::: RECORDS :::

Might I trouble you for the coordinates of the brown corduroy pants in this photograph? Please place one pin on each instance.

:::
::: RECORDS :::

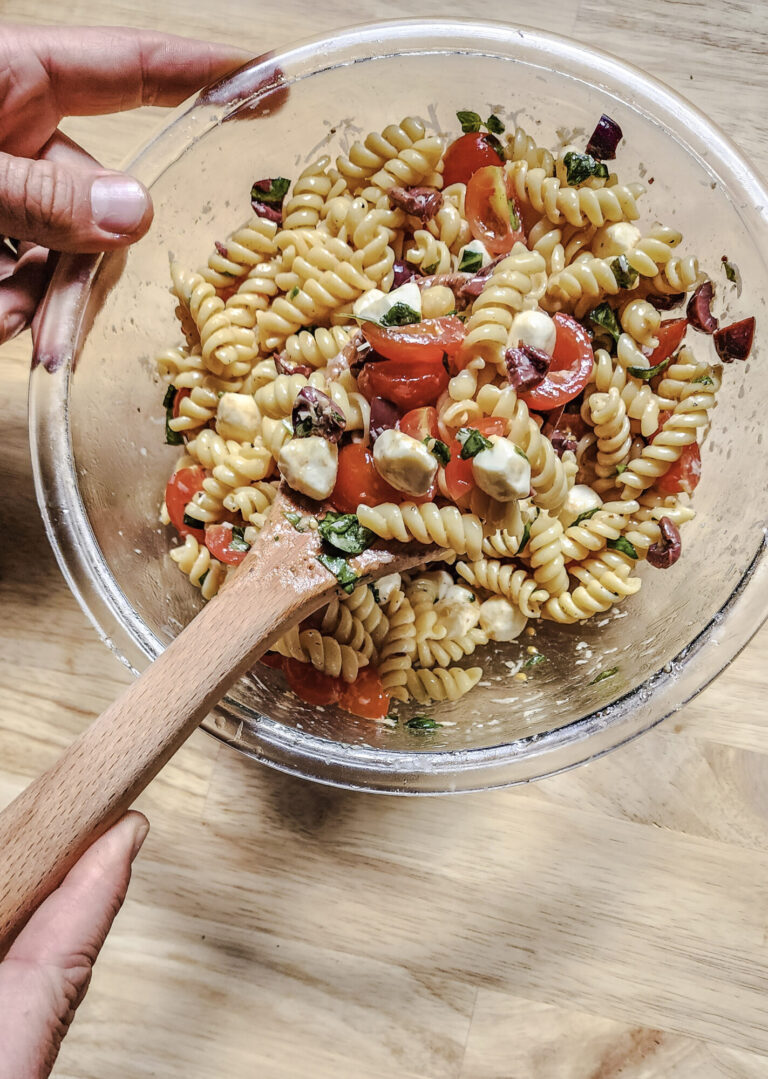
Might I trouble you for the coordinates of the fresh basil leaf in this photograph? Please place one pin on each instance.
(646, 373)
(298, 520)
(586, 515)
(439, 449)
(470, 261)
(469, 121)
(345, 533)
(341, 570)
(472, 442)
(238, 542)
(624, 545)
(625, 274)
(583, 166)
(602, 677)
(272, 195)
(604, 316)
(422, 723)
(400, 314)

:::
::: RECORDS :::

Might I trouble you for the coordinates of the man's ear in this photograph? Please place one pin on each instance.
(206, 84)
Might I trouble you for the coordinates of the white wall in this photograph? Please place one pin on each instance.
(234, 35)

:::

**GIVEN REQUEST:** Show every line from the entries above that contains the string "each". Treat uppercase and lowercase as distinct when matching.

**EXERCISE RESPONSE:**
Might I trouble you for the coordinates of the brown corduroy pants in this photograph? Please place one pin on each instance.
Might I trouble you for the coordinates of the fresh basil leaf in this photograph? Please place one pin on each instance.
Might I trouble you for the coordinates of the man's ear in this photograph? Please place one pin on each instance.
Might I trouble you for the coordinates of the white wall in this photograph? Please place one pin on each instance.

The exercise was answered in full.